- [What the task asks] Find every line in the items below that contains the word "arch", and copy each of those lines in full.

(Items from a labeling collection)
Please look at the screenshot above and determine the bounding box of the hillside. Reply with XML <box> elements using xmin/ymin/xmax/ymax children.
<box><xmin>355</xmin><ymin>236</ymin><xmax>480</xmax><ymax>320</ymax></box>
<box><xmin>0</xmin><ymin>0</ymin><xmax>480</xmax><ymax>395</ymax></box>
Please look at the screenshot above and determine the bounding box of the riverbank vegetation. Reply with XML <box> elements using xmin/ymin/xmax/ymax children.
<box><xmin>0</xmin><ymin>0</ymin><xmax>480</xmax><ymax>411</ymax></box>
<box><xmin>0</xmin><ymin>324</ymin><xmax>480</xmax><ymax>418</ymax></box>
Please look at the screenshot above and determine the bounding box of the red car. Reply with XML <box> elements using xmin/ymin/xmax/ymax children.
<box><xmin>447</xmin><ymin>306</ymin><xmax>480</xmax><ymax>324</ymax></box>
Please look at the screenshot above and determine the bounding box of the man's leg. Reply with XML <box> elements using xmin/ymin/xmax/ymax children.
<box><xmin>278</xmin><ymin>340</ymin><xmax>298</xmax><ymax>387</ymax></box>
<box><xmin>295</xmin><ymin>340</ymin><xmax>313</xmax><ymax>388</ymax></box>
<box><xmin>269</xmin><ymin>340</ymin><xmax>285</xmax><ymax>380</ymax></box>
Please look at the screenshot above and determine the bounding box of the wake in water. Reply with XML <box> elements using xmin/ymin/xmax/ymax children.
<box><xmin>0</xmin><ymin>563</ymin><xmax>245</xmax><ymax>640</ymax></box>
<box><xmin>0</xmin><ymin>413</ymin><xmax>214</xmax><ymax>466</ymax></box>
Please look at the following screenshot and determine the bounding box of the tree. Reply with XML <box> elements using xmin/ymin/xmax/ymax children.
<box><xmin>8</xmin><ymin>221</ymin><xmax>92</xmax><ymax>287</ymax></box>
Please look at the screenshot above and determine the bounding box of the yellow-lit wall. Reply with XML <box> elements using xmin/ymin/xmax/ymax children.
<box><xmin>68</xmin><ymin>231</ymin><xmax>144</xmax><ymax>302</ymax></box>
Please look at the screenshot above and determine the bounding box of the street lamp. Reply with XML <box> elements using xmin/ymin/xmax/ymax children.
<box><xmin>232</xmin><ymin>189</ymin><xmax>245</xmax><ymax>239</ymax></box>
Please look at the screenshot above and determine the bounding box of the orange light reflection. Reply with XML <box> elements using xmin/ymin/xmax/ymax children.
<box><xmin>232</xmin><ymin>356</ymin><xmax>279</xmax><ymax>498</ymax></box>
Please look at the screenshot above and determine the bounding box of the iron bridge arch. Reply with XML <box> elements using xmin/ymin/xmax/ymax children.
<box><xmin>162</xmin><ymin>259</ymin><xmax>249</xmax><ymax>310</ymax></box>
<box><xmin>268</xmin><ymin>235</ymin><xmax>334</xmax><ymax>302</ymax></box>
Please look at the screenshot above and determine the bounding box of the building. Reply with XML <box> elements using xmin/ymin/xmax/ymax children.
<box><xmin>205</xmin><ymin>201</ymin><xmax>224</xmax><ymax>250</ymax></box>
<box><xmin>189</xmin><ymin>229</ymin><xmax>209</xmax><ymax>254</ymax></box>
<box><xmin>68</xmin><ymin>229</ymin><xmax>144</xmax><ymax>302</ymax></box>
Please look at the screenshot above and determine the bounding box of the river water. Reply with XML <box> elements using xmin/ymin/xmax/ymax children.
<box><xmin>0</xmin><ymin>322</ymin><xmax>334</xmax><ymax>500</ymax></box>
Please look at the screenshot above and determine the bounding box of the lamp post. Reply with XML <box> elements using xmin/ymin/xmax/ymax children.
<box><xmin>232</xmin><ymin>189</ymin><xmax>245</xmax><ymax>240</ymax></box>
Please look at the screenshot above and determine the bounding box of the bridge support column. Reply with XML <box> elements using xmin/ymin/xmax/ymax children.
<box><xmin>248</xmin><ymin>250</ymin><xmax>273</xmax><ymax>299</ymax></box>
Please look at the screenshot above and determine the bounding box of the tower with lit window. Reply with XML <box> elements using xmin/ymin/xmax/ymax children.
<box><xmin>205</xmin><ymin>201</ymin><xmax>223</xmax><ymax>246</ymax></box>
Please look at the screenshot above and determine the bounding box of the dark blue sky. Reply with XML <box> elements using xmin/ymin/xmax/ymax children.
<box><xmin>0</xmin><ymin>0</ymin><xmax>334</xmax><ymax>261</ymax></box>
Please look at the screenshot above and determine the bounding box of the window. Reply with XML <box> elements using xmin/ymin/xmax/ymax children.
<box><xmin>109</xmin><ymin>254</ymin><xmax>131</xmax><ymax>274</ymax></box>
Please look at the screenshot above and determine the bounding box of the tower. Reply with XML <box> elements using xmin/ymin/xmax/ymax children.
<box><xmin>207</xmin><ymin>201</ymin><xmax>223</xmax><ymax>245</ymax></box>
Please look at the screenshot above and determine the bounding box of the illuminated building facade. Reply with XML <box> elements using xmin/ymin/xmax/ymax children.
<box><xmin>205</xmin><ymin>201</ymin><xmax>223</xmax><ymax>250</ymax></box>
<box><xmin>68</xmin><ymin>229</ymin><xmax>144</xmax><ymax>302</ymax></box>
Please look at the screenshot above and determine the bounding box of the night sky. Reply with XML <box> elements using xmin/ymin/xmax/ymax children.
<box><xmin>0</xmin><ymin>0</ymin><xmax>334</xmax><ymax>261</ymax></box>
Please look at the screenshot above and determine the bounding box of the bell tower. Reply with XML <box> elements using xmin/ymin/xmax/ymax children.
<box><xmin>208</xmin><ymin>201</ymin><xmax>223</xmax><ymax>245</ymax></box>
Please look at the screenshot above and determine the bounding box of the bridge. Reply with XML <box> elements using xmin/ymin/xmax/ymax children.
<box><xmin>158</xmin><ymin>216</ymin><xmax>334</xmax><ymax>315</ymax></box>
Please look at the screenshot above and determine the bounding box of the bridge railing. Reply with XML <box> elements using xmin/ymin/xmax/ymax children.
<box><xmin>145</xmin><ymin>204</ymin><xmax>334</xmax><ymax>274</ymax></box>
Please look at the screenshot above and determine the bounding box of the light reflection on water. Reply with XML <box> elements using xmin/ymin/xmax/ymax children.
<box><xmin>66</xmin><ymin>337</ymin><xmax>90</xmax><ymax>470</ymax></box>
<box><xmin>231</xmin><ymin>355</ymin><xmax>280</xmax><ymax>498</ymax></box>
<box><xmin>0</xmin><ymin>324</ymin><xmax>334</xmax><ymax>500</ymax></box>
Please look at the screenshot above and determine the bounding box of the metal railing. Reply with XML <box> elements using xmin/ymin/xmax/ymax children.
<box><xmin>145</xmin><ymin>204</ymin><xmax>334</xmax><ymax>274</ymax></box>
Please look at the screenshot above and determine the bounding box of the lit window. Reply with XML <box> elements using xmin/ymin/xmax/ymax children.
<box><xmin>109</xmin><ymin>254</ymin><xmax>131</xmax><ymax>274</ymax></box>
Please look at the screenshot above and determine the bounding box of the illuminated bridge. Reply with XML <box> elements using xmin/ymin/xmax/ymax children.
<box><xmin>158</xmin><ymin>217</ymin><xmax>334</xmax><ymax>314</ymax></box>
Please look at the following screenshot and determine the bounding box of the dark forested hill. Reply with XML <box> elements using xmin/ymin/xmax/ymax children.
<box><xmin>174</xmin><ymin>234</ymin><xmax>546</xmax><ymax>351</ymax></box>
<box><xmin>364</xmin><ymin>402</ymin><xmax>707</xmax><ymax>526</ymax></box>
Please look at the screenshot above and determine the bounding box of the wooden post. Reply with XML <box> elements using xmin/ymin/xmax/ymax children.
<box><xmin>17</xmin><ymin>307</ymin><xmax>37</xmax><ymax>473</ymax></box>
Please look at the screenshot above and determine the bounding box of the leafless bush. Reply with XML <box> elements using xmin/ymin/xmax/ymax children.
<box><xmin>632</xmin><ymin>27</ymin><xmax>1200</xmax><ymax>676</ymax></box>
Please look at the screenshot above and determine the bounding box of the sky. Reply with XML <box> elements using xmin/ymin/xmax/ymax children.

- [Written solution]
Please look at the screenshot above and determine the bounding box of the iron bridge arch. Reply with XML <box> elements using xmin/ymin/xmax/ymax children.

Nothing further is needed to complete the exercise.